- _WORK REQUEST_: Output each record in full, exactly as it stands.
*** Opening of GIVEN RECORDS ***
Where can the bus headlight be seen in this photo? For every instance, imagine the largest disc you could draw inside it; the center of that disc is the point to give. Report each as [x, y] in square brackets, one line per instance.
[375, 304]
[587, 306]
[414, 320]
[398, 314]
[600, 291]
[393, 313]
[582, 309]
*** Close of GIVEN RECORDS ***
- _RESULT FOR THIS EXERCISE_:
Where can the bus headlight be seen in this photo? For every instance, imagine the largest disc you could draw inside it; the center of that disc is the point to give. Report each as [x, y] in square brackets, one line per instance.
[375, 304]
[587, 306]
[414, 320]
[398, 314]
[600, 291]
[393, 313]
[582, 309]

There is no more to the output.